───── SELECTED EXCERPT ─────

Through the calculation of factor communality with software SPSS, it could be found that there is strong relationship between the index variables and factors, and factors can fully reflect the information of the sample index. So, the effect of factor analysis is significant. Based on the analysis and judgment standard of discrimination validity, a characteristic value greater than 1 is selected as the standard of factor selection, and the factor loadings of different items arrive with principal component analysis. The results show that in the matrix, for the first four factors whose characteristic values are greater than 1, and whose cumulative percentage of explanation for variance is 66.608%, as shown in Table 3 and Table 4, main factors are selected.

4.2.3. Factors Extraction and Nomination

Taking “Variance maximization” as a criterion for factor orthogonal rotation, the factor load matrix arrives. Moreover, after rotation, the total factors’ cumulative contribution rate is constant. This means that the four factors’ cumulative contribution rate is still 66.608%. The four factors, after being assigned with components, have a factor loading of more than 0.5 after rotating. For the degree of influence factor of the rotated component matrix, the greater the value, the greater the degree of influence. Definite factors with economic significance could be found according to the load matrix after rotation, which is shown in Table 4.
Through factor analysis, there are four components whose characteristic values are greater than one. The number of components assigned to the four factors is more than three. The 20 that are indexed are dropped to four dimensions to carry on the study with the results of factor analysis. The condition of major factors is shown in Table 5.
According to the rotated factor matrix in Table 4, the common factor extracted can basically pass all variable information. The square root of the load distribution of the common factor and the common factor variance of each variable and factor contain high load variable meaning, and the meaning of the four common factors are explained and named as follows.

───── DATASET ─────

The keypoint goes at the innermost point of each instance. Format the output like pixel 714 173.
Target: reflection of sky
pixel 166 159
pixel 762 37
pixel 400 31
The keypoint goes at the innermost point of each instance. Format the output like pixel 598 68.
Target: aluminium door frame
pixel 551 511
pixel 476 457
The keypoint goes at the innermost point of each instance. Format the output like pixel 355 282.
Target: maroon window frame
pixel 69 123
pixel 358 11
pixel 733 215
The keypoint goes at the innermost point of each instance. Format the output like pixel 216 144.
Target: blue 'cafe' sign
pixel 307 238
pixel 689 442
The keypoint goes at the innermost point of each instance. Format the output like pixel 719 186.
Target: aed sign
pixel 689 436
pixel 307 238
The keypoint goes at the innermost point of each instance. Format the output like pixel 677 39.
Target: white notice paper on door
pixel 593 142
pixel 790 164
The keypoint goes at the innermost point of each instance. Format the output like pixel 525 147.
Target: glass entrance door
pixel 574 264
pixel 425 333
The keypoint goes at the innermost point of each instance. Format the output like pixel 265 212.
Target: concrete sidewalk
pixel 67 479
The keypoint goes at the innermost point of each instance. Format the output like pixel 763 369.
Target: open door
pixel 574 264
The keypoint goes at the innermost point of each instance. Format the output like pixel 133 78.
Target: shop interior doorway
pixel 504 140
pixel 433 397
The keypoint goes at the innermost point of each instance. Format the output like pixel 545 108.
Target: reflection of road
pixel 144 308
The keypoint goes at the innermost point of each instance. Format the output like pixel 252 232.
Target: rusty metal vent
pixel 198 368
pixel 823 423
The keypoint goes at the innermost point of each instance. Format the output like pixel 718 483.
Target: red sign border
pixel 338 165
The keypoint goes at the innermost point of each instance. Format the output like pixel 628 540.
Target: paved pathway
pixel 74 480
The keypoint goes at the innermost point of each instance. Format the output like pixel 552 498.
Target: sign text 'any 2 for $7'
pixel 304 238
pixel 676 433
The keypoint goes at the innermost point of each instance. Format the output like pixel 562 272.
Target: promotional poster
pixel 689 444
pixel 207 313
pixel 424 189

─────
───── DATASET ─────

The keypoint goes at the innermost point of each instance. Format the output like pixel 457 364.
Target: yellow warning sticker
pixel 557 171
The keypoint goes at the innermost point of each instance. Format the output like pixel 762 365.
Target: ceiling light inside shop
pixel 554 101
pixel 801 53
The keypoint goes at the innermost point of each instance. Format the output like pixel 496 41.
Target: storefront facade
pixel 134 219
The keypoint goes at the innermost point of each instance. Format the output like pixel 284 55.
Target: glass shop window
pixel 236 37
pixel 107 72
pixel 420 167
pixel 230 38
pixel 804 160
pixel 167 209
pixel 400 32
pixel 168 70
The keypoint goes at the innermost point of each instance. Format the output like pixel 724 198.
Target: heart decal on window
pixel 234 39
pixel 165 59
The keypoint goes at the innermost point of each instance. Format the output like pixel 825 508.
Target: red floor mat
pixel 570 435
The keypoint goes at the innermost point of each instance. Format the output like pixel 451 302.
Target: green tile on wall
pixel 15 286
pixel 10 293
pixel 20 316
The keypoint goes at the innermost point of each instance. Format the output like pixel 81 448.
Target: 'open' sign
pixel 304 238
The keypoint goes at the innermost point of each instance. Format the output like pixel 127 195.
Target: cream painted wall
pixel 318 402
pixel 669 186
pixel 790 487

─────

§ REQUESTS
1/ Answer these from the factor analysis excerpt:
(a) What cumulative percentage of variance do the first four factors explain?
(b) What criterion is used for the factor orthogonal rotation?
(c) How many indexes are dropped to four dimensions?
2/ Output everything in the factor analysis excerpt from "Through factor analysis, there" down to "in Table 5.", word for word.

§ RESULTS
1/
(a) 66.608%
(b) "Variance maximization"
(c) 20

2/
Through factor analysis, there are four components whose characteristic values are greater than one. The number of components assigned to the four factors is more than three. The 20 that are indexed are dropped to four dimensions to carry on the study with the results of factor analysis. The condition of major factors is shown in Table 5.